(Required work):
• A. Answer these questions from the Thanksgiving essay, marking each answer as the question is marked:
(i) Which Christmas tradition does the essay name as an example?
(ii) What illness did the writer's wife fight and survive this year?
(iii) What will the friends who drive hundreds of miles help with this year?
• B. Summarize the Thanksgiving essay in two sentences.

Christmas, of course, is the big holiday. But, for our family, Thanksgiving is probably our second favorite. The family usually gets together, the food is fantastic, and we are reminded to count our blessings. Of course, Christmas  has great traditions like the Christmas Eve church service, while our Thanksgiving traditions  are simpler – we just stuff ourselves, watch football, spend time with the family, and breed cows.
I know we should be grateful throughout the year, and we try to be thankful on a daily basis. Intellectually we know how lucky we are to live in this country and to enjoy all the blessings given to us. Yet, with all the activities of day-to-day life, we tend to forget just how fortunate we are.
It’s a special blessing to work with cows and the land on a daily basis. I’m a huge believer in having big aspirations and dreams. In fact, it truly seems almost immoral to me to be happy with the status quo. After all, “to those who have been given much, much is expected.”
I understand that we have a purpose for our lives and a responsibility to use the talents and opportunities that God has given us. That means we’re supposed to constantly strive and reach higher. And I’ve probably been guilty of letting those desires for the future translate into dissatisfaction about the present. I know it’s not merely about the destination, but also about enjoying the journey.
I love Thanksgiving because it forces me to remind myself not only how lucky I am, but also about what is truly important. Certainly, I’m thankful for all we have materially, but it truly is family  and friends that are the most important.
The greatest achievements aren’t about individual recognition or accomplishments, but helping others. It’s easy for me to be an extremely selfish person; Thanksgiving always reminds me of one of the most difficult things to internalize and embrace, despite seeing it every day – that you receive more by giving more of yourself.
I wish I could see your Thanksgiving table through your eyes and celebrate all those blessings. I know that when I sit down, I won’t see the drought-ravaged pastures of my part of Colorado, the bills, or the mile-long to-do list sitting back on my desk. I’ll see a beautiful wife who is a tremendous mom, a woman who fought and survived breast cancer this year. I will see three kids who make me so proud that I sometimes feel guilty.
I’ll think of the friends driving hundreds of miles to help us artificially inseminate cows this year because I’m unable to do it. And, I’ll think of the soldiers in far-off lands keeping us safe, and all their compatriots in uniform who have served before them.
Mostly, though, I will be hit with the realization that I don’t deserve all this. Truth be known, I fail God on a daily basis, and my family and friends far more often than I’d like to admit. Still, I’m amazed that despite my failings, they’ve never failed me.
I hope that all of you, all our customers, all our friends and your families who sat down for the Thanksgiving remembrance will somehow know how thankful we are of them. And I pray this Thanksgiving will remind us all of our blessings as well as our responsibilities, and allow us to refocus on the correct destination, while remembering to enjoy the journey.
I wish you all a wonderful Thanksgiving!

[Stored items]
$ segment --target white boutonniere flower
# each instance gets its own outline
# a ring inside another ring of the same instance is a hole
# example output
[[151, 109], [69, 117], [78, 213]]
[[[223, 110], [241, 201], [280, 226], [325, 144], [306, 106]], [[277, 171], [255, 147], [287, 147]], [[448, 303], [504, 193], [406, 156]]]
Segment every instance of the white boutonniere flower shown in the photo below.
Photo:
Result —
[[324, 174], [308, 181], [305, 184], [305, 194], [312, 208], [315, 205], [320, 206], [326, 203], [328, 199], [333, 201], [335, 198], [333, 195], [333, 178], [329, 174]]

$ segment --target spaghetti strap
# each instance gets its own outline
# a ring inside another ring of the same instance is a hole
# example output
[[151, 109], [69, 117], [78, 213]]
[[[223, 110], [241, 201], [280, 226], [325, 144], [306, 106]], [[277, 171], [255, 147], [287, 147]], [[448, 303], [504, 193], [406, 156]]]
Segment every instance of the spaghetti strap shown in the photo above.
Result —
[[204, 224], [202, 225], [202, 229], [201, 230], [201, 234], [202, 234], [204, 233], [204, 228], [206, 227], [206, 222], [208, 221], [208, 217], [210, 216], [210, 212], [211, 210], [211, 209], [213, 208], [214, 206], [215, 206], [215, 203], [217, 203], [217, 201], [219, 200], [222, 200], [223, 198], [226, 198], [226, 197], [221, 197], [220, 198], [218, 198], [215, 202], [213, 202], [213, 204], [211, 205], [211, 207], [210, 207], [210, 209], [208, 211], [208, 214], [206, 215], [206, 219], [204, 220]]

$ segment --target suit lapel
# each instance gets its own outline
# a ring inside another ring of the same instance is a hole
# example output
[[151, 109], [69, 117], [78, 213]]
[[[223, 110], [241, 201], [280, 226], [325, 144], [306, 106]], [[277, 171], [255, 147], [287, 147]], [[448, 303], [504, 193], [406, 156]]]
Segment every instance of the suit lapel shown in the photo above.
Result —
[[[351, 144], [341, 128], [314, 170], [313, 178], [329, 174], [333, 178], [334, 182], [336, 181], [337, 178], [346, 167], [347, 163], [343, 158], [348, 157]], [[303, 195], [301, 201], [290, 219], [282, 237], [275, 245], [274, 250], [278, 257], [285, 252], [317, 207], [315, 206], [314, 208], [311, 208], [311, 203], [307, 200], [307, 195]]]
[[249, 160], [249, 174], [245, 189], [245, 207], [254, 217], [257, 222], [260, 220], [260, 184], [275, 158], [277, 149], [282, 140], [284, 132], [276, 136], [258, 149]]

(Solutions to the tasks):
• A.
(i) The Christmas Eve church service.
(ii) Breast cancer.
(iii) Artificially inseminating cows, since the writer is unable to do it.

• B. The writer loves Thanksgiving because it is a reminder of how lucky the family is and that family and friends matter more than material things, and that striving for big goals should not turn into dissatisfaction with the present. Looking ahead to the holiday table, the writer sees a wife who survived breast cancer, three children, helpful friends and serving soldiers, feels undeserving of these blessings, and hopes everyone will remember both their blessings and their responsibilities.